-- STATED TASK --
Rewrite every line of the records below as a numbered list, skipping any blank lines. Leave the pictures out of your answer.

-- LISTING --
..........

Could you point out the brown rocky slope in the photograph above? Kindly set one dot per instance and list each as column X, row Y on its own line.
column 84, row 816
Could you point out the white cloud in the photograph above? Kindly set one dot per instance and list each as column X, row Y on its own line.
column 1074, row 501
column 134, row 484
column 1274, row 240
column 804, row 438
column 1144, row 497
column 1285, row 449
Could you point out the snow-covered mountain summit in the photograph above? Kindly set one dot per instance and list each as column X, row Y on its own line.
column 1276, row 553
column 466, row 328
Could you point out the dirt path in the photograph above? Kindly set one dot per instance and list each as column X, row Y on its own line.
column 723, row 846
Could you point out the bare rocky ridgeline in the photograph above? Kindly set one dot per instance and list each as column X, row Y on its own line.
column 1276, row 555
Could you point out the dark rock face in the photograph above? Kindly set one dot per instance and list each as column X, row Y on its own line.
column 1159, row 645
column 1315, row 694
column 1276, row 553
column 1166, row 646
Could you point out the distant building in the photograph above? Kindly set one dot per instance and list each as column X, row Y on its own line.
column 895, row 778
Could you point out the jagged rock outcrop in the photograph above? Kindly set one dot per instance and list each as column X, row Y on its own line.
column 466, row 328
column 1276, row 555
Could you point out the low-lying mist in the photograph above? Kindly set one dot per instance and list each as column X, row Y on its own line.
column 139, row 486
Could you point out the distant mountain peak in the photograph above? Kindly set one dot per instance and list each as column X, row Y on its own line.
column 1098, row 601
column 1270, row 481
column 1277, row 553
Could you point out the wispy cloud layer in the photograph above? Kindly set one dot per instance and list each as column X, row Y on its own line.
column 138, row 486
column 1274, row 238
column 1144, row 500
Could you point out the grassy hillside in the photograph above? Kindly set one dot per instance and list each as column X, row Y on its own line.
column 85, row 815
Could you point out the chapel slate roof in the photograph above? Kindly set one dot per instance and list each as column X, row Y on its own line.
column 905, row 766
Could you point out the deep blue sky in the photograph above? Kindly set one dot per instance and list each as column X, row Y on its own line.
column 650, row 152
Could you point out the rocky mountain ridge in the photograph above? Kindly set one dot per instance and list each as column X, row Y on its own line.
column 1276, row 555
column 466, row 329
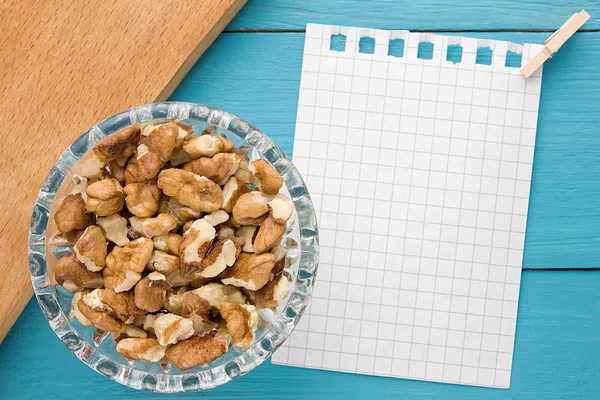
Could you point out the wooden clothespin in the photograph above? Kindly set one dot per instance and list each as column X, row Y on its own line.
column 553, row 43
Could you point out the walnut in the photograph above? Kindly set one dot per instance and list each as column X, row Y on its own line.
column 175, row 209
column 162, row 262
column 114, row 228
column 251, row 271
column 193, row 303
column 105, row 197
column 73, row 275
column 120, row 145
column 142, row 198
column 169, row 242
column 232, row 191
column 251, row 209
column 219, row 168
column 145, row 349
column 216, row 294
column 242, row 321
column 270, row 181
column 194, row 246
column 150, row 292
column 152, row 154
column 197, row 192
column 175, row 279
column 171, row 328
column 90, row 248
column 272, row 293
column 198, row 350
column 118, row 305
column 153, row 226
column 174, row 299
column 100, row 320
column 124, row 265
column 146, row 322
column 220, row 256
column 72, row 215
column 269, row 235
column 281, row 208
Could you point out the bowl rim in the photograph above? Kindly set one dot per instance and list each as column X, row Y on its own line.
column 271, row 339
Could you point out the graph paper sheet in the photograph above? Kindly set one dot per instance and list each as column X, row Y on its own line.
column 420, row 173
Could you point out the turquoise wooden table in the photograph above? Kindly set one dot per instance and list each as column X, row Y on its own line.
column 253, row 70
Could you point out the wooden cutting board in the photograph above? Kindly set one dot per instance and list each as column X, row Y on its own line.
column 65, row 65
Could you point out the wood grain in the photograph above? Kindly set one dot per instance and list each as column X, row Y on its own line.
column 556, row 358
column 63, row 67
column 406, row 14
column 563, row 224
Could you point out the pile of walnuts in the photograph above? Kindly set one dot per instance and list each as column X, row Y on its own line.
column 176, row 242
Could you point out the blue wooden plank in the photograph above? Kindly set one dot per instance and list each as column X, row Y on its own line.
column 557, row 350
column 406, row 14
column 257, row 77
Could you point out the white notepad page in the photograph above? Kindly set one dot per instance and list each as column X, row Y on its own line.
column 420, row 173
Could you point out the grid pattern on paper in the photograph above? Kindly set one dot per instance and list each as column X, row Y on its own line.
column 420, row 173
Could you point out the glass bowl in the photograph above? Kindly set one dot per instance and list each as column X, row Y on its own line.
column 96, row 348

..........

-- SOLUTION FOR THIS TASK --
1. Could you point out the brown rocky slope in the photograph above? Kindly set one dot per instance and list each as column X, row Y on its own line.
2. column 84, row 816
3. Could you point out the white cloud in the photograph above? Kindly set one dot per instance and list each as column X, row Y on its own line.
4. column 1074, row 501
5. column 134, row 484
6. column 1274, row 240
7. column 804, row 438
8. column 1144, row 497
9. column 1285, row 449
10. Could you point out the snow-covered mountain summit in the photograph above? Kindly set one dot per instance and list each as column X, row Y on its own line.
11. column 1276, row 553
12. column 466, row 328
13. Could you point out the dirt path in the photograph above? Kindly set one dot per instance and list each as column X, row Y on its own line.
14. column 723, row 846
15. Could you point out the bare rocky ridgeline in the photograph above? Kindly set one dot per instance and list each as column X, row Y on its own line.
16. column 1276, row 555
17. Could you point out the dark rock face in the photograph above? Kindly set one dot per instance and list each as column X, row Y on its own line.
18. column 1159, row 645
19. column 1315, row 694
20. column 1276, row 553
21. column 1166, row 646
22. Could you point out the distant building in the photograph above? Kindly set one dot per instance and list each as column X, row Y on its own line.
23. column 895, row 778
24. Could you point out the jagged rock outcrop in the photograph above? Kindly set one dot per instance and list each as column X, row Y on its own line.
25. column 466, row 328
26. column 1276, row 555
27. Could you point out the low-lying mist in the photograph above? Kindly set one dot per instance and list each as column X, row Y on its own line.
28. column 139, row 486
29. Could you point out the distant mountain peak in the photograph above? Kindly set one dot per instance and list each as column X, row Y on its own line.
30. column 1098, row 601
31. column 1270, row 481
32. column 1277, row 553
33. Could you point out the wispy cloud layer in the photograph above? Kindly set one dot per instance and list each as column X, row Y on its own line.
34. column 138, row 486
35. column 1274, row 238
36. column 1144, row 500
37. Could you point out the grassy hillside in the photograph above? Kindly set one dot per instance and list each as column X, row Y on its own line.
38. column 85, row 815
39. Could you point out the chapel slate roof in the photograph above? Kindly set one dot per instance and list each as column X, row Y on its own line.
40. column 905, row 766
41. Could you point out the deep blue sky in the photograph above? Kindly set one dot per instance and list each as column X, row Y on its own line.
42. column 650, row 152
43. Could you point out the rocky mountain ridge in the photograph above? Kindly set one dot per instance and list each as column X, row Y on its own line.
44. column 1276, row 555
45. column 466, row 329
46. Could you point out the wooden clothespin in the photograph above? Kindly set one dot per instance and list each as column X, row Y on its own line.
47. column 553, row 43
48. Could you point out the walnut in the photograph above? Kindly set one dot per instance and list each as column X, row Y on its own line.
49. column 175, row 209
50. column 162, row 262
51. column 114, row 228
52. column 251, row 271
53. column 193, row 303
54. column 105, row 197
55. column 73, row 275
56. column 120, row 145
57. column 142, row 198
58. column 169, row 242
59. column 232, row 191
60. column 251, row 209
61. column 219, row 168
62. column 145, row 349
63. column 216, row 294
64. column 242, row 321
65. column 270, row 181
66. column 194, row 246
67. column 150, row 292
68. column 152, row 154
69. column 197, row 192
70. column 175, row 279
71. column 171, row 328
72. column 90, row 248
73. column 272, row 293
74. column 198, row 350
75. column 118, row 305
76. column 153, row 226
77. column 174, row 299
78. column 100, row 320
79. column 124, row 265
80. column 146, row 322
81. column 220, row 256
82. column 72, row 215
83. column 269, row 235
84. column 281, row 208
85. Could you point out the bowl rim in the photograph above? Kindly set one dot per instance and list each as column X, row Y on its own line.
86. column 271, row 339
87. Could you point out the graph paper sheet in the photograph above? Kindly set one dot per instance and list each as column X, row Y on its own line.
88. column 420, row 173
89. Could you point out the turquoise wooden table in the photograph above? Kindly set one dot per instance and list each as column X, row Y on its own line.
90. column 253, row 70
91. Could you point out the wooden cutting board in the photograph above? Kindly set one dot per instance and list each as column X, row Y on its own line.
92. column 65, row 65
93. Could you point out the wood grain in the photograph above? Kindly set one dot per instance and list each as column X, row Y on its own line.
94. column 556, row 358
95. column 63, row 67
96. column 406, row 14
97. column 563, row 224
98. Could you point out the pile of walnuts in the photograph above? Kindly set one dot per instance and list each as column X, row Y on its own line.
99. column 176, row 242
100. Could you point out the blue wooden plank in the photograph above? Kindly set one dot per instance and list each as column X, row Y on its own line.
101. column 557, row 350
102. column 406, row 14
103. column 257, row 77
104. Could you point out the white notepad page in the photograph above? Kindly set one dot per instance and list each as column X, row Y on its own line.
105. column 420, row 173
106. Could you point out the grid pattern on paper in the photograph above? Kindly set one dot per instance and list each as column X, row Y on its own line.
107. column 420, row 173
108. Could you point out the glass bowl in the photograph above? Kindly set one dot per instance and list each as column X, row Y on its own line.
109. column 96, row 348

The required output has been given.